▶ Set exercise A:
Copy the Missing Number write-up between "return expected_sum - actual_sum" and "n，即数组 nums 的长度。", inclusive, and swap every "array" for "list".

▶ Document passage:
# # # #
LeetCode: 268 Missing Number

Given an array nums containing n distinct numbers in the range [0, n], return the only number in the range that is missing from the array.

Example:

Input: nums = [3,0,1]
Output: 2
Explanation: n = 3 since there are 3 numbers, so all numbers are in the range [0,3]. 2 is the missing number in the range since it does not appear in nums.

Example:

Input: nums = [0,1]
Output: 2
Explanation: n = 2 since there are 2 numbers, so all numbers are in the range [0,2]. 2 is the missing number in the range since it does not appear in nums.

Example:

Input: nums = [9,6,4,2,3,5,7,0,1]
Output: 8
Explanation: n = 9 since there are 9 numbers, so all numbers are in the range [0,9]. 8 is the missing number in the range since it does not appear in nums.

问题

给定一个包含 n 个不同数字的数组 nums，这些数字在范围 [0, n] 内，返回该范围内唯一缺失的数字。

解决方案 1

求和公式法

Approach 1 / 方法 1

This solution uses the sum formula for the first n natural numbers. The sum of numbers from 0 to n is given by the formula n * (n + 1) / 2. By calculating the sum of the numbers in the array and subtracting it from this expected sum, we get the missing number.

该解决方案使用前 n 个自然数的求和公式。0 到 n 的数字之和由公式 n * (n + 1) / 2 给出。通过计算数组中数字的和并从这个预期和中减去它，我们得到缺失的数字。

Implementation / 实现

python

class Solution:
    def missingNumber(self, nums: List[int]) -> int:
        n = len(nums)
        expected_sum = n * (n + 1) // 2
        actual_sum = sum(nums)
        return expected_sum - actual_sum

Explanation / 解释

1. Calculate the Length of nums / 计算 nums 的长度

   n = len(nums)

   • English: We calculate n, which is the length of the array nums.
   • Chinese: 我们计算 n，即数组 nums 的长度。

2. Calculate the Expected Sum / 计算预期和

   expected_sum = n * (n + 1) // 2

   • English: We calculate the expected sum of numbers from 0 to n using the formula n * (n + 1) / 2.
   • Chinese: 我们使用公式 n * (n + 1) / 2 计算 0 到 n 的数字的预期和。
# # # #
Photo-based point labeling data
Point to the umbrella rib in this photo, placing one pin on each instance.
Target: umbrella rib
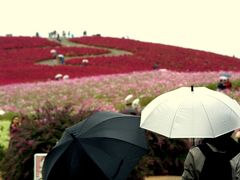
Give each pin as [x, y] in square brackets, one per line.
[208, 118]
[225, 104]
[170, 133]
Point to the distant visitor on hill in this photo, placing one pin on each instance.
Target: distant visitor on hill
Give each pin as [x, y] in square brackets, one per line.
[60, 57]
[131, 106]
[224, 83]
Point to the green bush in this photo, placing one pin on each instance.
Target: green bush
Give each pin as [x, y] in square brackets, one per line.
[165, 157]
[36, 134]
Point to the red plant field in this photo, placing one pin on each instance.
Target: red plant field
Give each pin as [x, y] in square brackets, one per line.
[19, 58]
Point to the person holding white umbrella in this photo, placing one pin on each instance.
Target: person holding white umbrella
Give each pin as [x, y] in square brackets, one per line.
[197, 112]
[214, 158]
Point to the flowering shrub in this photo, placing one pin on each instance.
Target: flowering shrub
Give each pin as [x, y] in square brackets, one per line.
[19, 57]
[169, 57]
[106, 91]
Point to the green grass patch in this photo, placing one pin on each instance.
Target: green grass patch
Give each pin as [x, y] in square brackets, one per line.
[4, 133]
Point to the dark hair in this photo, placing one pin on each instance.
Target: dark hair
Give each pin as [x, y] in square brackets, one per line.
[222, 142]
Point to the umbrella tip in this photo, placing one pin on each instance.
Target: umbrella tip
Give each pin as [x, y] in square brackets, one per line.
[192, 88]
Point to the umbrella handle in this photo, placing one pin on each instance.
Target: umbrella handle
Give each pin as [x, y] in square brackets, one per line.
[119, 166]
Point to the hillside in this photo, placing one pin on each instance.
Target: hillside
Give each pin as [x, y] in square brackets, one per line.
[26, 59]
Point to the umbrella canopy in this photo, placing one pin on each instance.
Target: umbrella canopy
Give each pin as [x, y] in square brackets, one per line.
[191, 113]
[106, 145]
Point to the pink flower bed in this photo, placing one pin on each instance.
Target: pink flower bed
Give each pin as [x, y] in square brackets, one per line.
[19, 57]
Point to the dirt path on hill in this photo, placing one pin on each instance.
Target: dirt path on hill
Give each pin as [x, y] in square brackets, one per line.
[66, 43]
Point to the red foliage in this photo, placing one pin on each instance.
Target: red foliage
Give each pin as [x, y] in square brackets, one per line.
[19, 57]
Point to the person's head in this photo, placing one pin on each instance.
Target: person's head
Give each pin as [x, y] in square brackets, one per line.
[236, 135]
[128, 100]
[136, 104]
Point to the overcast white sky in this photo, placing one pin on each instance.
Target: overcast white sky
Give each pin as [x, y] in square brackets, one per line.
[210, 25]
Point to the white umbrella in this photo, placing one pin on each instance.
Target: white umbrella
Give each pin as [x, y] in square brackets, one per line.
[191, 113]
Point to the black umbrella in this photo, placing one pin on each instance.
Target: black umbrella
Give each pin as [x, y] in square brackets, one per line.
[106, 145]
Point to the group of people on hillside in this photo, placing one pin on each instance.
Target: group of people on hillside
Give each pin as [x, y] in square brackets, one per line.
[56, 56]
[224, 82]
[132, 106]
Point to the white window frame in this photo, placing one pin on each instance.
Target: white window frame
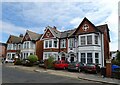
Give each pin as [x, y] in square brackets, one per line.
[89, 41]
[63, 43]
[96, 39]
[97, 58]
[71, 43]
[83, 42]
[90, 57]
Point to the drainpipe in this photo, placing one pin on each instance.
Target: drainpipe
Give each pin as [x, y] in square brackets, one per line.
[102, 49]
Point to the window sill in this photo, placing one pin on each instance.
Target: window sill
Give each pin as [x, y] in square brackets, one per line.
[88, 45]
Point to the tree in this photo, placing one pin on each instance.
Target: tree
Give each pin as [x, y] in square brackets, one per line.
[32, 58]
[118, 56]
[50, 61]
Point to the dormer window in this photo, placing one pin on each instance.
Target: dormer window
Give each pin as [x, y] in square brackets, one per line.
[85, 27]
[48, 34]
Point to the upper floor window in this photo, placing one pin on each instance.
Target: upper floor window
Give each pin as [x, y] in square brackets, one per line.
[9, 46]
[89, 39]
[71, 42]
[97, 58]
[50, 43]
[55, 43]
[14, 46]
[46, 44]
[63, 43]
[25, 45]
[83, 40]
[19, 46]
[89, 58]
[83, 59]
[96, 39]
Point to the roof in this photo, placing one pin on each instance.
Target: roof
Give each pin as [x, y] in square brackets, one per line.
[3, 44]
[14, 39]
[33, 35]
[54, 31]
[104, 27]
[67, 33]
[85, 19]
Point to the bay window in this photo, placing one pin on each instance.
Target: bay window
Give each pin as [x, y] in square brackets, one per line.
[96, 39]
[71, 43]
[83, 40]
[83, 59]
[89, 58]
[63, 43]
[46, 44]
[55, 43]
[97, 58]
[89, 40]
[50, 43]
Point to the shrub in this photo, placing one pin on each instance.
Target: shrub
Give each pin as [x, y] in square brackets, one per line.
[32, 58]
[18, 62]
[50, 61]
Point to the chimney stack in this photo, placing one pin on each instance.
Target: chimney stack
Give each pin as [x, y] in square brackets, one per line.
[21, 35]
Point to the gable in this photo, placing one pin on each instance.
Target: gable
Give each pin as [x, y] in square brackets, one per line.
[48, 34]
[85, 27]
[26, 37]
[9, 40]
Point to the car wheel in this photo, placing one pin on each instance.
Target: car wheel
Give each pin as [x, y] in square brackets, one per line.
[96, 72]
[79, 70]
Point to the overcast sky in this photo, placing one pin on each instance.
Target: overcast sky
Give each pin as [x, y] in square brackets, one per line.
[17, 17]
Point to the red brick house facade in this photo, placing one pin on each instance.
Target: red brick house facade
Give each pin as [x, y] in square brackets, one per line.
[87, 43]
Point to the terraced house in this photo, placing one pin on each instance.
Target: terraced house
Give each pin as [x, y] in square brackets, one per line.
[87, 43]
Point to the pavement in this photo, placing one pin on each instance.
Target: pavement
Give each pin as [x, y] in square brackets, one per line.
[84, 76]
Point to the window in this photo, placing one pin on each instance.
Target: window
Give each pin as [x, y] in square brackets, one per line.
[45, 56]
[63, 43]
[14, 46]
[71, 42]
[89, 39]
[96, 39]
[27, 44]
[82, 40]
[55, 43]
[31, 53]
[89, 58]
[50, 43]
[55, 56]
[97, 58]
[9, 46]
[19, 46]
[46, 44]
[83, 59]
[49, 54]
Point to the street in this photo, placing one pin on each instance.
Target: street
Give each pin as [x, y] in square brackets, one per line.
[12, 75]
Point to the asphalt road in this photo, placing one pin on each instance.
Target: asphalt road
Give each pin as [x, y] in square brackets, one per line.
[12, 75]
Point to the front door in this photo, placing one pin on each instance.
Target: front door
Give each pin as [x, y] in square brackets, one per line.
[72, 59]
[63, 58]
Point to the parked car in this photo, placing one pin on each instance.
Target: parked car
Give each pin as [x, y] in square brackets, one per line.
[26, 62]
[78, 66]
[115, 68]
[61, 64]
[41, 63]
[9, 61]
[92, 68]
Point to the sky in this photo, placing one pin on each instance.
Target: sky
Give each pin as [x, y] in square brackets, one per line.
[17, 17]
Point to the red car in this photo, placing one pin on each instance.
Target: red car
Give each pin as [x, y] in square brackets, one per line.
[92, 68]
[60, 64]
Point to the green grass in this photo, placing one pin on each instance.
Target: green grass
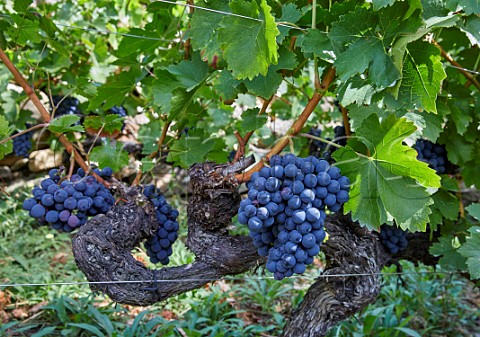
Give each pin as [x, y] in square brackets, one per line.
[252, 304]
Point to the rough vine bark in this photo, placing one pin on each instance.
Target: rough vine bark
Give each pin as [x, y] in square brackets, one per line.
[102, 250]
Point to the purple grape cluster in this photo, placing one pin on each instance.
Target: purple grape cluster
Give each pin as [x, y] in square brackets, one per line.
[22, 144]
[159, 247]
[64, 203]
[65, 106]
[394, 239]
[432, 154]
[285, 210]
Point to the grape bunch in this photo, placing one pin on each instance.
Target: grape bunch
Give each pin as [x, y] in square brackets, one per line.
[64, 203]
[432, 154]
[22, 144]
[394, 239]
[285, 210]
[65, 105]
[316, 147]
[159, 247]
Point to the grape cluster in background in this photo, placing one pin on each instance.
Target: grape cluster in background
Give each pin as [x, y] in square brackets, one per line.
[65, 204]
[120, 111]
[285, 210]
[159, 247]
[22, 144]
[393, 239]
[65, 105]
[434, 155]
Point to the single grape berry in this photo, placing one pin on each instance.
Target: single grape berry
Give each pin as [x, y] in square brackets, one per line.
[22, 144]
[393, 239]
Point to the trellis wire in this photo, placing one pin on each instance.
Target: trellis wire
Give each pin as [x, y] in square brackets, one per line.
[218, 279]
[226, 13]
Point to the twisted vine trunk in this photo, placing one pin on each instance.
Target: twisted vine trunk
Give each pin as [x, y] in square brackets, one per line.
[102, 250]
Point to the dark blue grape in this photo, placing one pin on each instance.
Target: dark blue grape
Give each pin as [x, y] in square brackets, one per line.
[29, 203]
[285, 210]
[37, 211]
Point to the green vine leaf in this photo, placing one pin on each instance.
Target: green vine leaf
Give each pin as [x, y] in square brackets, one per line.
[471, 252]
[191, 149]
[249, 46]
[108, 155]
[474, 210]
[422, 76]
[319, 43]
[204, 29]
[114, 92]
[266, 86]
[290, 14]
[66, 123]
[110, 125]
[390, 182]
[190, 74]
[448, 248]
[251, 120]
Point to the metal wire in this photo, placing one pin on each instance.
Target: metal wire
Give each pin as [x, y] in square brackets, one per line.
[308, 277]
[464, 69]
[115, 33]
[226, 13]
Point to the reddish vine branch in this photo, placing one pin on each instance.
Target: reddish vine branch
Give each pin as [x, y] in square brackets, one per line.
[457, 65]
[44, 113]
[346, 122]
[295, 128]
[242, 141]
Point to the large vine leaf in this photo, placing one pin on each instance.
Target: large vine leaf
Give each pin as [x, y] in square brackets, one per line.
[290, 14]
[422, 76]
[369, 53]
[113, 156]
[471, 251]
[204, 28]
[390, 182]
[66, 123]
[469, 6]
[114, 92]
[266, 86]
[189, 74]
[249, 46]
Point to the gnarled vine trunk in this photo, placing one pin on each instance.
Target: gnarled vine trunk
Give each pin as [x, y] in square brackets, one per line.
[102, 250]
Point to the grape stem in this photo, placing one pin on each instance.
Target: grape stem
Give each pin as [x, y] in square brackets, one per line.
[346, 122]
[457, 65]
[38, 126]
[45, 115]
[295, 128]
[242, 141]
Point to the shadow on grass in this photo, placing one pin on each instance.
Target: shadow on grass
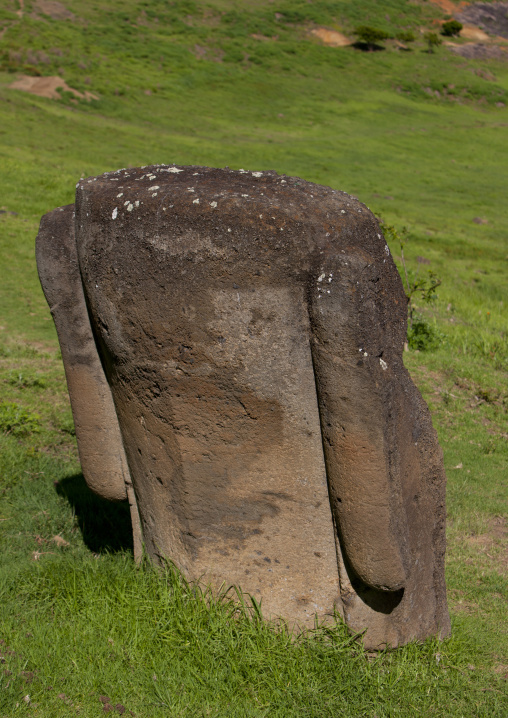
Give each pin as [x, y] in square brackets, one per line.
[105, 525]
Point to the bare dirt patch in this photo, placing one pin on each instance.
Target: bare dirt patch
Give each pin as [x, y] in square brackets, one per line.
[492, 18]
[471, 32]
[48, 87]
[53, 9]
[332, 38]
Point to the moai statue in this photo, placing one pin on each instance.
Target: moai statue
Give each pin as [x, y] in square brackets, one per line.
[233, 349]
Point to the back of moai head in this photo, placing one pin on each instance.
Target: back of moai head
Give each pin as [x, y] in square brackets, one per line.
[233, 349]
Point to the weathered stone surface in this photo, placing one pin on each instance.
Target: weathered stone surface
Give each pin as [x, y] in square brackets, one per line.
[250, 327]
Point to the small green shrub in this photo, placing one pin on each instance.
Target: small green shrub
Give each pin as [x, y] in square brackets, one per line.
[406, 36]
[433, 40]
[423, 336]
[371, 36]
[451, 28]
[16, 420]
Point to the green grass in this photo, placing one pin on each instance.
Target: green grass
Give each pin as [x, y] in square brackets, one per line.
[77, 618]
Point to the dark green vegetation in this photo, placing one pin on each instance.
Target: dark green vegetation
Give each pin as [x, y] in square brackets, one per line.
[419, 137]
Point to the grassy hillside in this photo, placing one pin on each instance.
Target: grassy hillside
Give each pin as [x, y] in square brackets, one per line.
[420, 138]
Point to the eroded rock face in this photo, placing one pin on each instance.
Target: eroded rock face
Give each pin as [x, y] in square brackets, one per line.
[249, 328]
# # # #
▶ Set exercise B:
Pick out each line of the listing that contains the string "field".

▶ Reply A:
return expected_sum - actual_sum

Explanation / 解释

1. Calculate the Length of nums / 计算 nums 的长度

   n = len(nums)

   • English: We calculate n, which is the length of the list nums.
   • Chinese: 我们计算 n，即数组 nums 的长度。

▶ Reply B:
Point to the red plant field in this photo, placing one pin on each instance.
Target: red plant field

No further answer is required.